> **Passage**
* * * * *
A practical guide to applying ComBat variants for batch correction in single-cell RNA-seq data.
ComBat-Seq uses a negative binomial model to correct batch effects directly in raw count matrices — preserving integer counts for downstream differential expression analysis. This repository implements 4 variants, benchmarks them against Harmony, LIGER, and Seurat RPCA across 10 datasets, and provides a decision tree for selecting the right method based on your data's design characteristics.
scCombat_seq/
├── R/
│ ├── core/
│ │ ├── combat_variants.R # ComBat_combo(): all 4 variants + adaptive covariate
│ │ ├── benchmark_methods.R # benchmark_batch_methods(): Harmony, LIGER, Seurat RPCA
│ │ ├── evaluation.R # score_and_plot(), summarise_metrics(): kBET + LISI
│ │ ├── preprocessing.R # filter_data_mtx(), preprocess_big()
│ │ ├── qc_checks.R # check_data_characteristics(), Cramér's V diagnostic
│ │ └── combat_nb_math.R # NB model math: match_quantiles(), mapDisp()
│ ├── simulation/
│ │ ├── simulate_splatter.R # simulate_condition() via Splatter
│ │ └── simulate_scdesign3.R # simulate_scdesign3() via scDesign3
│ └── visualization/
│ └── plot_umap.R # generate_umap_pair(), assemble_figure()
├── analysis/
│ ├── config/
│ │ └── datasets.yaml # Dataset registry (paths, column names, parameters)
│ ├── run_combat_variants.R # run_dataset_analysis(): parameterized pipeline runner
│ └── run_simulation.R # Simulation sweep (S1/S2/S3 confounding conditions)
├── tests/
│ ├── run_tests.R # Master test runner
│ ├── test-combat-variants.R
│ └── test-benchmark.R
├── archive/ # Original scripts (reference only, not maintained)
├── Data/ # NOT included — see download instructions below
├── results/ # Gitignored — generated by pipeline
├── figures/ # Publication figures
└── run_all.R # Entry point
Datasets are not included in this repository (~8 GB total). Download all 10 benchmark datasets from:
Tran, H.T.N., Ang, K.S., Chevrier, M. et al. A benchmark of batch-effect correction methods for single-cell RNA sequencing data. Genome Biol 21, 12 (2020). https://doi.org/10.1186/s13059-019-1850-9
After downloading, place each dataset under Data/dataset{N}/. File paths and column names are pre-configured in analysis/config/datasets.yaml.
# Install dependencies (run once)
install.packages(c("here", "yaml", "ggplot2", "patchwork"))
BiocManager::install(c("sva", "scater", "kBET"))
install.packages(c("Seurat", "harmony", "liger"))
# Run full pipeline on dataset1
source("run_all.R")
# Or run a single dataset directly
source("R/core/combat_variants.R")
source("R/core/evaluation.R")
source("analysis/run_combat_variants.R")
* * * * *
> **Records shown**
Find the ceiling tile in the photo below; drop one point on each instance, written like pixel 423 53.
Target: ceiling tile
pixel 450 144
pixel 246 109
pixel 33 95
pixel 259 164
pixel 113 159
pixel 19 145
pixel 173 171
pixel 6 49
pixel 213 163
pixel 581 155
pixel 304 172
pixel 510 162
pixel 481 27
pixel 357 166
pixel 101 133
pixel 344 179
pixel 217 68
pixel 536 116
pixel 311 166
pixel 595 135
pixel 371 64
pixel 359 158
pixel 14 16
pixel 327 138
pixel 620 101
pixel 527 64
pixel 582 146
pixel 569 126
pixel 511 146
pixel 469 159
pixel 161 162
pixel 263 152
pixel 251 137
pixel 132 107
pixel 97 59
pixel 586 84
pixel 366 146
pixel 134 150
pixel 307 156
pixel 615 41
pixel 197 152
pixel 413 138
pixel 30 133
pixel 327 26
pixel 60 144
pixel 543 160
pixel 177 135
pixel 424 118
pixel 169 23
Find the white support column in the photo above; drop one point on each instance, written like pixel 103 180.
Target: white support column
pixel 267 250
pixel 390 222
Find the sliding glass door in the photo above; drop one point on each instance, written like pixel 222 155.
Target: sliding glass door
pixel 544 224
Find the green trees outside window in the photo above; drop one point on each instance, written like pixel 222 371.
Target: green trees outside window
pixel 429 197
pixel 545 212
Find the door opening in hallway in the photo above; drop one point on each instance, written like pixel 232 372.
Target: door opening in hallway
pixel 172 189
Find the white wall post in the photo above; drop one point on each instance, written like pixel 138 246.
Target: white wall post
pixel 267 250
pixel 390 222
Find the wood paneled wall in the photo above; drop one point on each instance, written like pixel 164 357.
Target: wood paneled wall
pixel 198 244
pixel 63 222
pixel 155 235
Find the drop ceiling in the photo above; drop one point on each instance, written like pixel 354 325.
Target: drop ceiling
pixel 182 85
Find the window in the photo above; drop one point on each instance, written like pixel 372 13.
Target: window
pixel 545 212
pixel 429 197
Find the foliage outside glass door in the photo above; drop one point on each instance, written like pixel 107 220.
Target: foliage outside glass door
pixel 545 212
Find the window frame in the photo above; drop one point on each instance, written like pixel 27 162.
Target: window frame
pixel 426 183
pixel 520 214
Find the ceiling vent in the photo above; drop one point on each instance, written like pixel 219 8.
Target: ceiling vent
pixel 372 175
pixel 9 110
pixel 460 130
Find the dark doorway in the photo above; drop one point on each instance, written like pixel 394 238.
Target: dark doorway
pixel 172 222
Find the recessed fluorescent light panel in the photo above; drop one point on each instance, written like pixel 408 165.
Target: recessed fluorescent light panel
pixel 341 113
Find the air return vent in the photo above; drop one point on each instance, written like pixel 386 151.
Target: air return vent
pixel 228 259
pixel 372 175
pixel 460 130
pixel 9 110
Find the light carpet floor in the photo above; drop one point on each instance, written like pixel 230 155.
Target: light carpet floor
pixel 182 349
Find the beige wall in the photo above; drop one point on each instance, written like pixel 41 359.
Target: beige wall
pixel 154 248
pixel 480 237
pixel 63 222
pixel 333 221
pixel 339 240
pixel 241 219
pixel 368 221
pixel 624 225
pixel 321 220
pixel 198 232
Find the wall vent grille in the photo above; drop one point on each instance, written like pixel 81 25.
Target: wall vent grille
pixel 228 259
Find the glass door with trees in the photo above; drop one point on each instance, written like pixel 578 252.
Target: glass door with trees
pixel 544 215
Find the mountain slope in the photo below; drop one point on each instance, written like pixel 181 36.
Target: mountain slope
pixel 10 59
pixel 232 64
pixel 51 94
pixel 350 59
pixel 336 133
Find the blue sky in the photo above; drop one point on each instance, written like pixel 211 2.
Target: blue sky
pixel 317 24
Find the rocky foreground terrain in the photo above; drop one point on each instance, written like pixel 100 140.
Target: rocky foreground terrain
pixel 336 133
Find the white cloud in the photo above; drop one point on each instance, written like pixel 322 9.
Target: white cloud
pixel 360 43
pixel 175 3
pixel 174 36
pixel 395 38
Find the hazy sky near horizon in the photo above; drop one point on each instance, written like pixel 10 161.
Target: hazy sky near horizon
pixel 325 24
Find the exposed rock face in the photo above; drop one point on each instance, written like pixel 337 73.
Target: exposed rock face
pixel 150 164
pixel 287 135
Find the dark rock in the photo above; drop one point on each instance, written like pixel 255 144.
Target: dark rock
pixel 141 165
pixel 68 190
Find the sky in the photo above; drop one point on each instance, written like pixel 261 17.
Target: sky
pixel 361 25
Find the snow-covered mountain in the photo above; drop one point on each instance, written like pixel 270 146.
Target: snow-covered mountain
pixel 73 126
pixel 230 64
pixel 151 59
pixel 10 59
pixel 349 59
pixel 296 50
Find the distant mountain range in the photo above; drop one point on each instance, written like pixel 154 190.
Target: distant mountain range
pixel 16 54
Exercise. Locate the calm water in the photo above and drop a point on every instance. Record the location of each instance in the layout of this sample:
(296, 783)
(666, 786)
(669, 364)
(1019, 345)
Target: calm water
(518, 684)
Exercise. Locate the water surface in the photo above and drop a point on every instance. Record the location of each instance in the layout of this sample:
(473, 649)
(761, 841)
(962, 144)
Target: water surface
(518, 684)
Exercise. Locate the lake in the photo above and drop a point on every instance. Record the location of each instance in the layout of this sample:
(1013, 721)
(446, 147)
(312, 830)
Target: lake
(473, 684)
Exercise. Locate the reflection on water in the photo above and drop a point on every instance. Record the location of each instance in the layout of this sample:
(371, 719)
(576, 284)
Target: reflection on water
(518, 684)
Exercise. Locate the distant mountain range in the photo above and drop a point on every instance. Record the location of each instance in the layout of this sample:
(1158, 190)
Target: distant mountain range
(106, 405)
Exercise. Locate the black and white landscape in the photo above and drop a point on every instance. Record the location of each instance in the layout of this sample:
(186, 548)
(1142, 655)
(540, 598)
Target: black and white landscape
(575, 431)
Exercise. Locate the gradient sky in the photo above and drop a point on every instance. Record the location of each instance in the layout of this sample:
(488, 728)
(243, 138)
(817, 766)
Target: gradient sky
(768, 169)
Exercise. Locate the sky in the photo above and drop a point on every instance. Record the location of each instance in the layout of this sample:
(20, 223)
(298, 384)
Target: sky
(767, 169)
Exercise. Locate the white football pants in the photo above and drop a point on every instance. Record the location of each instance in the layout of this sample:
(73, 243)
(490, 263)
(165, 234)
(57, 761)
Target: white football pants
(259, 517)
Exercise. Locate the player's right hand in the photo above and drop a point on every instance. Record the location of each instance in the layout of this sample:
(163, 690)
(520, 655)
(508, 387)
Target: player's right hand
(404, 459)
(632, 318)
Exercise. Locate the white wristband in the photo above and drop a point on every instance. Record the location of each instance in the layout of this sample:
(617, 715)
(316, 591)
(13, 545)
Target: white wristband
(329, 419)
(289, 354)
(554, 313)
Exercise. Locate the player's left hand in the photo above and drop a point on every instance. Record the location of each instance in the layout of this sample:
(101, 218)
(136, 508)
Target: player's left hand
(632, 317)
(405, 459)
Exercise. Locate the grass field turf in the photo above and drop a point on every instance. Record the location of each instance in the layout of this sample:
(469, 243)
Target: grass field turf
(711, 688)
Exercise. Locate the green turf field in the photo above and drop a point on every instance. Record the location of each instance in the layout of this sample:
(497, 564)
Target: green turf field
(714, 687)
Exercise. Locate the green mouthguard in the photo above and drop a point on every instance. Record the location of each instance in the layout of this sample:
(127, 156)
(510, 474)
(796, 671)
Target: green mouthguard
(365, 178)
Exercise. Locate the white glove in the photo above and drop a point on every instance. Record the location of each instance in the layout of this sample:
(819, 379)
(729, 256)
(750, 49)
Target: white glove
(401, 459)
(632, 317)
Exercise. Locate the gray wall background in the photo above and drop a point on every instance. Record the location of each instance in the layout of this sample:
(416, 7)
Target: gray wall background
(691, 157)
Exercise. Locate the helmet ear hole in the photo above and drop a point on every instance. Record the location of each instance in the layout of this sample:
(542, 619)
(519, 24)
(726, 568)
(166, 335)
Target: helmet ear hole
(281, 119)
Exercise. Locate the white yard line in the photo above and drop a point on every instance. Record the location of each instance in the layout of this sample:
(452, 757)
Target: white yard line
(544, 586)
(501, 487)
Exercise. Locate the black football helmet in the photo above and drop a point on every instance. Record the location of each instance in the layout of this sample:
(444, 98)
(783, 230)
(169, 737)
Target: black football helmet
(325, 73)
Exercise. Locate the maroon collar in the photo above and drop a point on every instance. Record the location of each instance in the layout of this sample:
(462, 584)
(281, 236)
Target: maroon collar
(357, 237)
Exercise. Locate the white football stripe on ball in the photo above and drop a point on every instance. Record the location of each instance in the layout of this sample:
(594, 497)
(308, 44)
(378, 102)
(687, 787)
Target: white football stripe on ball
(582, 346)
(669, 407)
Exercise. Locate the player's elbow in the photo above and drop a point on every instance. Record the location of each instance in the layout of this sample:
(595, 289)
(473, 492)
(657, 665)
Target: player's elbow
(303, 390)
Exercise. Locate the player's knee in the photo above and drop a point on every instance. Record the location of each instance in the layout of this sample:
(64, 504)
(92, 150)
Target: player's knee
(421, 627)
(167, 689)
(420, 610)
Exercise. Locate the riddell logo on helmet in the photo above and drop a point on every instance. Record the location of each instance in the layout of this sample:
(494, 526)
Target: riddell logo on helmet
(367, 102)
* * * * *
> **What is needed**
Do these statements agree with the ComBat-Seq page? 1. The ten benchmark datasets come bundled with the repository. 2. The repository's ComBat variants are benchmarked against Harmony, LIGER, and Seurat RPCA. 3. The scripts kept in archive/ are still maintained. For each, answer yes or no and quote the deciding words from the ComBat-Seq page.

> **Exercise output**
1. No: "Datasets are not included in this repository (~8 GB total)."
2. Yes: "benchmarks them against Harmony, LIGER, and Seurat RPCA across 10 datasets"
3. No: "Original scripts (reference only, not maintained)"